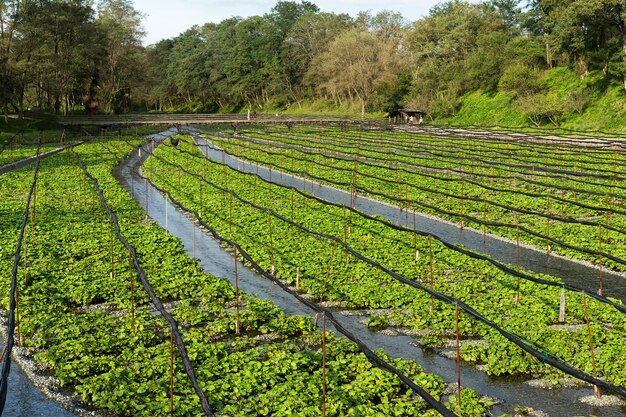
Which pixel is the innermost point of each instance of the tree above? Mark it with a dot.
(119, 25)
(308, 38)
(355, 65)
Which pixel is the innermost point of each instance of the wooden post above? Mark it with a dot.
(17, 314)
(237, 322)
(269, 222)
(26, 277)
(171, 372)
(485, 226)
(298, 277)
(324, 365)
(146, 189)
(417, 254)
(230, 217)
(111, 248)
(548, 227)
(254, 195)
(132, 293)
(462, 203)
(432, 281)
(201, 196)
(292, 203)
(593, 356)
(562, 307)
(406, 202)
(600, 250)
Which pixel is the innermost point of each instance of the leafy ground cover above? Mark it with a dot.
(316, 266)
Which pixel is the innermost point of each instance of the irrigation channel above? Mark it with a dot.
(558, 402)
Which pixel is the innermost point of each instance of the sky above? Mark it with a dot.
(167, 18)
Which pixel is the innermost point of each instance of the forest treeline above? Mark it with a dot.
(63, 56)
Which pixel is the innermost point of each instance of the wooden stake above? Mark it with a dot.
(417, 254)
(230, 217)
(548, 227)
(462, 203)
(298, 277)
(485, 226)
(432, 281)
(111, 248)
(193, 237)
(201, 196)
(237, 322)
(171, 373)
(17, 314)
(458, 355)
(146, 189)
(292, 203)
(269, 222)
(593, 355)
(26, 277)
(562, 307)
(324, 365)
(600, 250)
(132, 292)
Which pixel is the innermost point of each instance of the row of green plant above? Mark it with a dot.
(331, 274)
(445, 195)
(492, 145)
(75, 316)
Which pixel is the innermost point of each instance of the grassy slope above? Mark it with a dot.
(603, 111)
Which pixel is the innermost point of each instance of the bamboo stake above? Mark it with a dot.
(324, 387)
(330, 264)
(292, 203)
(269, 222)
(562, 307)
(600, 250)
(458, 354)
(17, 314)
(485, 226)
(593, 356)
(237, 322)
(462, 203)
(193, 238)
(111, 248)
(432, 281)
(230, 217)
(132, 293)
(417, 254)
(298, 277)
(171, 373)
(548, 228)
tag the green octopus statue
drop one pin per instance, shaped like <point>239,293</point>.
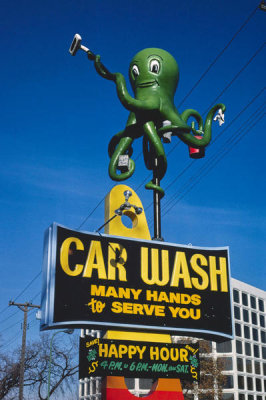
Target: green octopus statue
<point>154,76</point>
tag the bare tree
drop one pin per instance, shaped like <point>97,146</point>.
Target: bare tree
<point>212,379</point>
<point>64,367</point>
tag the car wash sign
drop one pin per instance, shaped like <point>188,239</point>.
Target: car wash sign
<point>104,357</point>
<point>109,282</point>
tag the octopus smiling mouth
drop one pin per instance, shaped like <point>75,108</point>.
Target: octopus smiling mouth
<point>148,84</point>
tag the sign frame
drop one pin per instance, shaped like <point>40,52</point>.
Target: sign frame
<point>49,285</point>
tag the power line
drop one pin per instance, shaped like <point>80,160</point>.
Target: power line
<point>212,163</point>
<point>212,159</point>
<point>235,78</point>
<point>173,197</point>
<point>218,56</point>
<point>218,137</point>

----

Include in the answer nothing but an exact repetition of the lines from the one with "Target: octopus smiling mouth" through the end of the material.

• **TASK OUTPUT**
Target: octopus smiling mouth
<point>148,84</point>
tag the sign frame
drop one pin per instance, shaped like <point>40,52</point>.
Target: sign frame
<point>49,285</point>
tag the power line
drop one pin per instance, shaped like <point>80,160</point>.
Target: power line
<point>212,163</point>
<point>212,159</point>
<point>235,78</point>
<point>173,197</point>
<point>218,56</point>
<point>218,137</point>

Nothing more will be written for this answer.